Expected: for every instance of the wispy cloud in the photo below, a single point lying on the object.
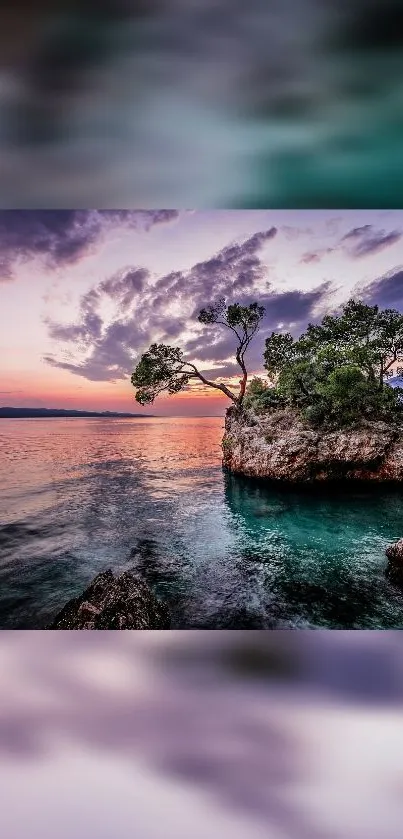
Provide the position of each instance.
(63, 237)
(365, 240)
(165, 309)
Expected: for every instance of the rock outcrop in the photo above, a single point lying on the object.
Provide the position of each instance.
(394, 570)
(280, 447)
(124, 602)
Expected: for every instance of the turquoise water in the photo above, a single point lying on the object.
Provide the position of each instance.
(80, 495)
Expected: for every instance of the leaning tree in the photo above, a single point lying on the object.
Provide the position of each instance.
(164, 368)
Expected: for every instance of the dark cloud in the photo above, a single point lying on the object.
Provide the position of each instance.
(141, 317)
(62, 237)
(386, 291)
(362, 241)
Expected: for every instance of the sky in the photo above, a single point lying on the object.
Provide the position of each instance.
(84, 292)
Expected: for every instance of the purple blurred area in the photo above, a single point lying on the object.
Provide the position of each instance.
(219, 734)
(208, 103)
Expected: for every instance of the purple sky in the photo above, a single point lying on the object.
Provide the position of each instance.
(85, 292)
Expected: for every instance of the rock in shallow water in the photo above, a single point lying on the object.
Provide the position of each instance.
(124, 602)
(394, 571)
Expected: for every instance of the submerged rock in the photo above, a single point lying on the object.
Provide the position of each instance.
(279, 446)
(124, 602)
(394, 571)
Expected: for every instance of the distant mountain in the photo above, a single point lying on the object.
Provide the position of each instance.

---

__Aim of the exercise__. With the pictures left out, return all the material above exactly.

__Answer below__.
Expected: for every instance of the wispy cloud in the photo below, a single point lying on the object.
Provide the position of each instance.
(63, 237)
(365, 240)
(165, 309)
Expected: for every instance of the rock outcrop in the photo above, a single point lying on the object.
Provide the position of each instance.
(394, 570)
(280, 447)
(124, 602)
Expected: for every instance of the turquoise water in the photo above, a single point lying on the object.
Provide the position of each instance.
(80, 495)
Expected: for every instance of the leaning tree in the photo above, a single point lying on the object.
Provide the position of each instance.
(164, 368)
Expected: for every instance of the dark cloud in the photo above, a single point lying on the object.
Provide the position of each instance.
(141, 317)
(62, 237)
(386, 291)
(362, 241)
Expected: for every instance of the sky in the photo above, a single point lying on the object.
Provide the position of each instance.
(84, 292)
Expected: for every instance of the purple blurred area in the photo above, a single point lying on the object.
Provide the position of each instance.
(219, 734)
(208, 103)
Expected: for every instance of the purple sky in the photo above, a single point lying on the object.
Provide the position of each instance.
(85, 292)
Expected: for every instance of the rock in shallow water in the photo above, a single point lying on the object.
Provide the position of each instance.
(124, 602)
(394, 571)
Expected: for every instance of the submerged rock in the photo above, a single point lying on the object.
Provide the position of each instance.
(279, 446)
(124, 602)
(394, 571)
Expected: for every instance of the distant mountain in the photo above, a single point lying on the object.
Provide the position of each instance.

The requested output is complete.